Records:
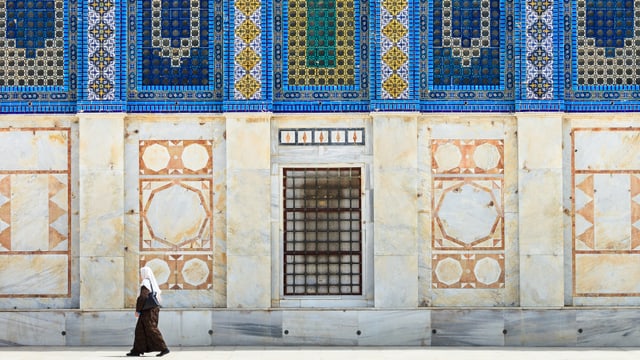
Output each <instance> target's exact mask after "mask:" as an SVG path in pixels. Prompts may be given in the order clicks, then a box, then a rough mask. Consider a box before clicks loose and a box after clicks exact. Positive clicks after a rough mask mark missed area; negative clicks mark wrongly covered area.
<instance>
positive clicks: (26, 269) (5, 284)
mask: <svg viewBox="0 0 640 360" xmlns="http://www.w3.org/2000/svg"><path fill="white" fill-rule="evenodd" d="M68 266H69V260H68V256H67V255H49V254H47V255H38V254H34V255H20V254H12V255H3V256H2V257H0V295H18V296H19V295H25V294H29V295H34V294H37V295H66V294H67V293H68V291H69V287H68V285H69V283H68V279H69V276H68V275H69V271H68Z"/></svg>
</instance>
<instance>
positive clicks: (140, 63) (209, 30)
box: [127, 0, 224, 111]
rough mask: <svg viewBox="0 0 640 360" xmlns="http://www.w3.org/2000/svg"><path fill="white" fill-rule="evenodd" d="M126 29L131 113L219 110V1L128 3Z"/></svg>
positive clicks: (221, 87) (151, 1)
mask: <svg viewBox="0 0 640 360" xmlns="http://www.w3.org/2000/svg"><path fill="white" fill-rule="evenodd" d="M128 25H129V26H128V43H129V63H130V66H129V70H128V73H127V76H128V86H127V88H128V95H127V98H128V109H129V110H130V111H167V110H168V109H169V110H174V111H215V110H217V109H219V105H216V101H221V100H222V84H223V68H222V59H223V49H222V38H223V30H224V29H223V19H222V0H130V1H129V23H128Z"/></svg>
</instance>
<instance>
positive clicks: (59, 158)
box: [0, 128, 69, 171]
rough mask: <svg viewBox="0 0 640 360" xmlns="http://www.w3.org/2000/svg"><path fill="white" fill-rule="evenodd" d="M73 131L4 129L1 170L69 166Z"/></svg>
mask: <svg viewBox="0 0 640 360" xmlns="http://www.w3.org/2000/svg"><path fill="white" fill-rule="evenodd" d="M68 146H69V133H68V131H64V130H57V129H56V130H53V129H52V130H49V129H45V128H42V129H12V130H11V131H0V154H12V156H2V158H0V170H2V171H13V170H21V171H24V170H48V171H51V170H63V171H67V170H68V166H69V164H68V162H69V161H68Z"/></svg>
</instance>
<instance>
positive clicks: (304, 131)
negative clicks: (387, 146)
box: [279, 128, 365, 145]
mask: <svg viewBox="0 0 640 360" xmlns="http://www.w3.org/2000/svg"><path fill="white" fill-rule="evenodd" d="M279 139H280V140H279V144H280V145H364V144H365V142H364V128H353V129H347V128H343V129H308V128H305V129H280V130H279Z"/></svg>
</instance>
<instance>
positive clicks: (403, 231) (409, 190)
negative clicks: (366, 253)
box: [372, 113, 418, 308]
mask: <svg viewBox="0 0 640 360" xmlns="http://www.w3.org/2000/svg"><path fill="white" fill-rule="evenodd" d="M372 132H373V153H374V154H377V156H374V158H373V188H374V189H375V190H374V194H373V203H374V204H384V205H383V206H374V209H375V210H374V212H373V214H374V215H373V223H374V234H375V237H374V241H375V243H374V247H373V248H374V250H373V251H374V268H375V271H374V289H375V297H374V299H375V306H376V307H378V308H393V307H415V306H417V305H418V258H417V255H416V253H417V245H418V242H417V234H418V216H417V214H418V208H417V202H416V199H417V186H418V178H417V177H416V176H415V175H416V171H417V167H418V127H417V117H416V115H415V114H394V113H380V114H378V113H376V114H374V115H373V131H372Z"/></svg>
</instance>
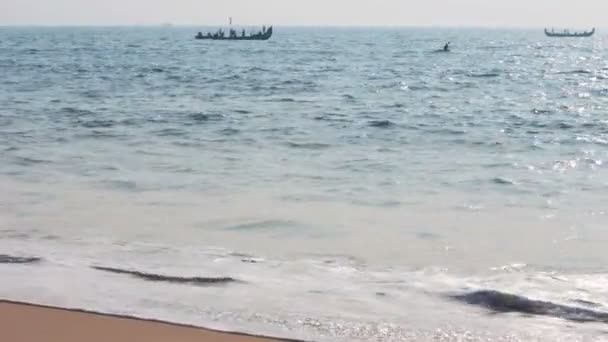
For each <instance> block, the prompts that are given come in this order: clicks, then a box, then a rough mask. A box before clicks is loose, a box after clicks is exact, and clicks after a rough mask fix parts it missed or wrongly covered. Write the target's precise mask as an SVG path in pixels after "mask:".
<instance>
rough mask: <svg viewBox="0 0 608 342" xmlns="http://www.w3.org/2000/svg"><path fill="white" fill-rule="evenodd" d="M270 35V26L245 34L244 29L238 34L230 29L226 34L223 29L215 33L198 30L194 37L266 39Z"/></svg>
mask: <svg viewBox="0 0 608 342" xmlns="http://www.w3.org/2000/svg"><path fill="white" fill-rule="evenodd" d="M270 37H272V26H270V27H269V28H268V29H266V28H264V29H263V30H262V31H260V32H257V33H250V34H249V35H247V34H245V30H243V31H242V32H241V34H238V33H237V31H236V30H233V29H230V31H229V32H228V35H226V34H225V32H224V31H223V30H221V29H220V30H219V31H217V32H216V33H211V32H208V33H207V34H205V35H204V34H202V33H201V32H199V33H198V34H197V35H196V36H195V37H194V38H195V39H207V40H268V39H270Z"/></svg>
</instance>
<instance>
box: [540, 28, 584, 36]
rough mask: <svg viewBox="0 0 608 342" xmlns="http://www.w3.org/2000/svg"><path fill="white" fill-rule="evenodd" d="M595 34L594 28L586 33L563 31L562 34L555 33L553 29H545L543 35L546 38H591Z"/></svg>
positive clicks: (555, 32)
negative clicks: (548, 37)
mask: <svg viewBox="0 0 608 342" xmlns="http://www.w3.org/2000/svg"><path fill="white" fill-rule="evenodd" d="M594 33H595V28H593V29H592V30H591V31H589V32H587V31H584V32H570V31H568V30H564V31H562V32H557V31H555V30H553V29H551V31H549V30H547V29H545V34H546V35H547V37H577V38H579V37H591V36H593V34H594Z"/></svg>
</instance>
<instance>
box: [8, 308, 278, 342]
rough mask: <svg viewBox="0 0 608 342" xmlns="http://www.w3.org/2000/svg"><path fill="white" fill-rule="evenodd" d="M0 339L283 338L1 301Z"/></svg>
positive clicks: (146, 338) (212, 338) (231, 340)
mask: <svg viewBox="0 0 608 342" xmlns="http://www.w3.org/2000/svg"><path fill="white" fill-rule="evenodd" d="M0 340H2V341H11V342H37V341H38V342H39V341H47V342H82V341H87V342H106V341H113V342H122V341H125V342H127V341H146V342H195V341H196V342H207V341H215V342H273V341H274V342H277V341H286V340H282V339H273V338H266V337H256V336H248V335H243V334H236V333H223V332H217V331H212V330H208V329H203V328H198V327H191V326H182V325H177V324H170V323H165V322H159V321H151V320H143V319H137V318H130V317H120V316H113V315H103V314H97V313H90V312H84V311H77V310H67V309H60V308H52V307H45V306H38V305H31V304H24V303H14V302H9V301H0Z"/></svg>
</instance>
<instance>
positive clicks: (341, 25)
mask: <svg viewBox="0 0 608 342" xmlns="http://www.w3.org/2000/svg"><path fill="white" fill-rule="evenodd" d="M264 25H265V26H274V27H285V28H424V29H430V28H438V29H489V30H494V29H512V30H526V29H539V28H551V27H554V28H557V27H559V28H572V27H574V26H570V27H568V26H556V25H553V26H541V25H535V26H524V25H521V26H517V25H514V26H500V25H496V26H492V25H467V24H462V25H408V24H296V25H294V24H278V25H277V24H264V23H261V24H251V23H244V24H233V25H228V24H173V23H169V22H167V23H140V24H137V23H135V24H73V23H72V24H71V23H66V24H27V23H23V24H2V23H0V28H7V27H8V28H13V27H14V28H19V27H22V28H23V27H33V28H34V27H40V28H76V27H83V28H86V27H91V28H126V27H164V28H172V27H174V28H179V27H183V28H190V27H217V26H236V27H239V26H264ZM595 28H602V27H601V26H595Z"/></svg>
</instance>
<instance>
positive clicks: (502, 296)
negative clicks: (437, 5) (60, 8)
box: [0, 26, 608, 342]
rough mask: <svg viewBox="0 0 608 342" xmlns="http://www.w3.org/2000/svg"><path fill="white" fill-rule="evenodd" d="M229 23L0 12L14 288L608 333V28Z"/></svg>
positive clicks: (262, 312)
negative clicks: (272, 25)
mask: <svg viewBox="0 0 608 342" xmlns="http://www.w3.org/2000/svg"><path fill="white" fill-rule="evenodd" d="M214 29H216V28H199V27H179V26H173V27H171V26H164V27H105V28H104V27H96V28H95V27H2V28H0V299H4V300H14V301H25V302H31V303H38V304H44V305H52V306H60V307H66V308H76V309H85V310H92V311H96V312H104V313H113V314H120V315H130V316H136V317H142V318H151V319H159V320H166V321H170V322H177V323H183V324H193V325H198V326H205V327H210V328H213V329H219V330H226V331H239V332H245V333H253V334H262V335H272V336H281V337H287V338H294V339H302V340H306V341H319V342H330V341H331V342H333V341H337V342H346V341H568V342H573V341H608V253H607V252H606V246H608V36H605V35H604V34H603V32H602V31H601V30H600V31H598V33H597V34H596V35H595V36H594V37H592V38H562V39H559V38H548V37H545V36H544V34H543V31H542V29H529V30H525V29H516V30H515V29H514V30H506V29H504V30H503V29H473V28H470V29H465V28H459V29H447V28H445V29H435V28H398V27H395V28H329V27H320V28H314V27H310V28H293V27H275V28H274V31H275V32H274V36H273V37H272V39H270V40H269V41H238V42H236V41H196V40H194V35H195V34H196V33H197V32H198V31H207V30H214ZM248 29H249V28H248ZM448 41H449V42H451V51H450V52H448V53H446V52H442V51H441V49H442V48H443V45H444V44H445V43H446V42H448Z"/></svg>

Exercise brief: Above are some lines. Repeat exactly, and only, those from the line that has "29L131 113L219 110V1L128" through the line that has "negative clicks: (366, 253)".

Response to the task:
rough mask: <svg viewBox="0 0 640 360" xmlns="http://www.w3.org/2000/svg"><path fill="white" fill-rule="evenodd" d="M126 29L131 113L219 110V1L128 3Z"/></svg>
positive clicks: (221, 87) (151, 1)
mask: <svg viewBox="0 0 640 360" xmlns="http://www.w3.org/2000/svg"><path fill="white" fill-rule="evenodd" d="M128 25H129V26H128V43H129V63H130V66H129V70H128V73H127V76H128V86H127V88H128V95H127V98H128V109H129V110H130V111H167V110H168V109H169V110H174V111H215V110H217V109H219V105H216V101H221V100H222V84H223V68H222V59H223V49H222V38H223V30H224V29H223V19H222V0H130V1H129V23H128Z"/></svg>
</instance>
<instance>
positive clicks: (59, 158)
box: [0, 128, 69, 171]
rough mask: <svg viewBox="0 0 640 360" xmlns="http://www.w3.org/2000/svg"><path fill="white" fill-rule="evenodd" d="M73 131L4 129L1 170L69 166Z"/></svg>
mask: <svg viewBox="0 0 640 360" xmlns="http://www.w3.org/2000/svg"><path fill="white" fill-rule="evenodd" d="M68 146H69V133H68V131H64V130H57V129H56V130H53V129H52V130H49V129H45V128H42V129H12V130H11V131H0V154H12V156H2V158H0V170H2V171H13V170H21V171H24V170H48V171H51V170H63V171H67V170H68V166H69V164H68V162H69V161H68Z"/></svg>
</instance>
<instance>
positive clicks: (304, 131)
negative clicks: (387, 146)
box: [279, 128, 365, 145]
mask: <svg viewBox="0 0 640 360" xmlns="http://www.w3.org/2000/svg"><path fill="white" fill-rule="evenodd" d="M279 139H280V140H279V144H280V145H364V144H365V142H364V128H353V129H347V128H343V129H308V128H305V129H280V130H279Z"/></svg>
</instance>
<instance>
positive clicks: (403, 231) (409, 190)
negative clicks: (366, 253)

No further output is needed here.